* [GIVEN TASK]:
Could you copy every row below word for word, leaving out the pictures?

* [THE RECORDS]:
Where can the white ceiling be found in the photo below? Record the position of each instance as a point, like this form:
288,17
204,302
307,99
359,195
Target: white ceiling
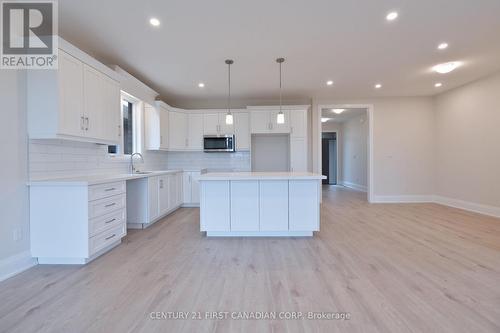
347,41
349,113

* [SOLUTION FOR THIS EXERCISE]:
Where can the white ceiling be found in the photo below? Record the position of each instance as a point, like this form:
288,17
204,302
307,99
359,195
Target: white ceiling
347,41
349,113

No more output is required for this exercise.